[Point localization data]
>>>>
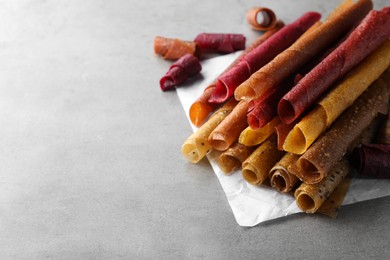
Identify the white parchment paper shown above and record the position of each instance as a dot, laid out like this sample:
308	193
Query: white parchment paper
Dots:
250	204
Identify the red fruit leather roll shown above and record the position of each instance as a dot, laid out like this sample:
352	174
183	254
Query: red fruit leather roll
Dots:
365	38
220	42
173	49
201	108
264	109
260	56
373	160
184	68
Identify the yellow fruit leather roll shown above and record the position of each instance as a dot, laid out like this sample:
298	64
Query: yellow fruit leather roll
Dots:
328	149
232	158
337	100
228	131
310	197
253	137
256	167
345	17
196	146
281	177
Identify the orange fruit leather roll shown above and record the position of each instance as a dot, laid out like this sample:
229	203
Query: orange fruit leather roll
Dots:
255	169
201	108
344	18
310	197
228	131
342	95
196	146
173	49
368	36
267	22
232	158
280	176
327	150
384	131
253	137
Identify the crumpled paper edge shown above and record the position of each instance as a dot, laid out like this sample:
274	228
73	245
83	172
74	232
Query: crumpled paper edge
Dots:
250	204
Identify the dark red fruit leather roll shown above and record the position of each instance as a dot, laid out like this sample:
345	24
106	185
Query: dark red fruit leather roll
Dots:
220	42
373	160
260	56
365	38
184	68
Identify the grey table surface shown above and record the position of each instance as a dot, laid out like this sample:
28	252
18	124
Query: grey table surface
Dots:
90	146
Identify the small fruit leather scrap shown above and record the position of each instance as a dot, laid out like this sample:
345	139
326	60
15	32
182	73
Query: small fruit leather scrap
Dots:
184	68
374	160
173	49
220	42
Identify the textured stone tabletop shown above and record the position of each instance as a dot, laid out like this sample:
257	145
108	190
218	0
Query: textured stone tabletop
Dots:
90	146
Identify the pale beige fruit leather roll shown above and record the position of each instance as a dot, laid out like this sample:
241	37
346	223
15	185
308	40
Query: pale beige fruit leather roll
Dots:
337	100
232	158
196	146
312	43
328	149
310	197
256	167
228	131
281	178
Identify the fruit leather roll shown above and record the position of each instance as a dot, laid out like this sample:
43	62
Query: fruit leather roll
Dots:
220	42
256	167
173	49
182	69
344	18
196	146
253	137
310	197
373	160
228	131
261	55
280	176
383	136
264	109
201	108
328	149
254	15
373	31
232	158
342	95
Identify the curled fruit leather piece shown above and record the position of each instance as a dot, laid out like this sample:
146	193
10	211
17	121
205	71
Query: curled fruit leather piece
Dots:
184	68
261	18
373	160
260	56
220	42
373	31
173	49
304	49
264	109
201	108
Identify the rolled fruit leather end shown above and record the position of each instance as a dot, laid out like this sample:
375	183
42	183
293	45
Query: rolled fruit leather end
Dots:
<<<<
Where does the string "pale" occur in the data above? Copy every line that holds it.

### Expected output
Identify the pale beige fruit leather roll shown above and record the position of each instance as a dot, laid out like this sample:
Query: pale beige fruit leather roll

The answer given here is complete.